▸ **Work request**
Nothing in the entries may be dropped: restate them word for word.

(Data extracted from a collection)
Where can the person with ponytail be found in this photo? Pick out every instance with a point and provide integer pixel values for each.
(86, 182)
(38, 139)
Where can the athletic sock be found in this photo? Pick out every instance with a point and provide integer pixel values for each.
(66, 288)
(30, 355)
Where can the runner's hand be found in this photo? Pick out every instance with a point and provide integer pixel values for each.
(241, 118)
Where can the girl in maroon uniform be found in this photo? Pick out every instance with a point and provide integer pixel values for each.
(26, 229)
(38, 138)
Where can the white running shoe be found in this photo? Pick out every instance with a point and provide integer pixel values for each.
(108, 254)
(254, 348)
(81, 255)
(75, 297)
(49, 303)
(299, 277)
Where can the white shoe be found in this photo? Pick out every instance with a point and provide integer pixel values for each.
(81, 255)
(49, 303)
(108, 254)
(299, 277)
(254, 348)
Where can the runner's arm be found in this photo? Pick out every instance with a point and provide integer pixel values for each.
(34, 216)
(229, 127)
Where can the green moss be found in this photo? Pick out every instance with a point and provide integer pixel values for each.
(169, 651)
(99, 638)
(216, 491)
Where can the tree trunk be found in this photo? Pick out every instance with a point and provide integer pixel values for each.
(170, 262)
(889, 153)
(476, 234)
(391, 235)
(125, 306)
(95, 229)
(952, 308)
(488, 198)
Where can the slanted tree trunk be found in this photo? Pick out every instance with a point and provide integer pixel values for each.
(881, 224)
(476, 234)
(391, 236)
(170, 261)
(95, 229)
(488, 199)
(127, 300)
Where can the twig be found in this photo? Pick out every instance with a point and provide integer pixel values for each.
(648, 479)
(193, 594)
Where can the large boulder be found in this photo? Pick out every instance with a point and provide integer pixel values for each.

▸ **Solution to this problem**
Where can the person with ponytail be found in this photo? Pick out every instance with a point and provide integer pixel values for each.
(86, 182)
(38, 139)
Where can the athletic sock be found in this photo? Pick out every instance with a point and provide integer pixel values for each.
(66, 288)
(30, 355)
Where can the runner's hand be found in this photo? Pick out every instance with a point and provide integer pixel values for each.
(241, 118)
Where can the girl in maroon uniform be found in this photo? Pick out every instance with a point and provide integer pixel values for each.
(26, 229)
(38, 138)
Where can the white running shoe be found in this photo? Pick out every instance with a point and provide integer pixel values for each.
(108, 254)
(254, 348)
(81, 255)
(75, 297)
(49, 303)
(299, 277)
Where can the white shoe be found in this photo? Pick out every instance with a point and provide integer pixel values for each.
(81, 255)
(49, 303)
(108, 254)
(299, 277)
(254, 348)
Where can the runner's arm be found in this photo? Pick out every instance with a point and provide integer pixel values for each.
(34, 216)
(229, 127)
Where can the green moss be found in this photo? Pick out every instance with a point and provide integer pixel values for each.
(169, 651)
(99, 638)
(216, 491)
Where can the tree trunk be found in this photo? Pick out every instance with a point and provide integer pixel values for each.
(170, 262)
(889, 153)
(476, 234)
(391, 235)
(125, 306)
(95, 229)
(952, 308)
(488, 198)
Where can the slanted tree trunk be found in this photo? Pick out every instance with a point and provide integer pixel values for each.
(881, 224)
(476, 234)
(391, 236)
(170, 261)
(95, 229)
(488, 199)
(127, 300)
Where can the twig be found in this photo? Pick out every instance with a point and provide integer pixel values for each.
(648, 479)
(193, 594)
Where can the large boulder be found in this photo? Pick out every instance with a point and provide integer pixel values for each.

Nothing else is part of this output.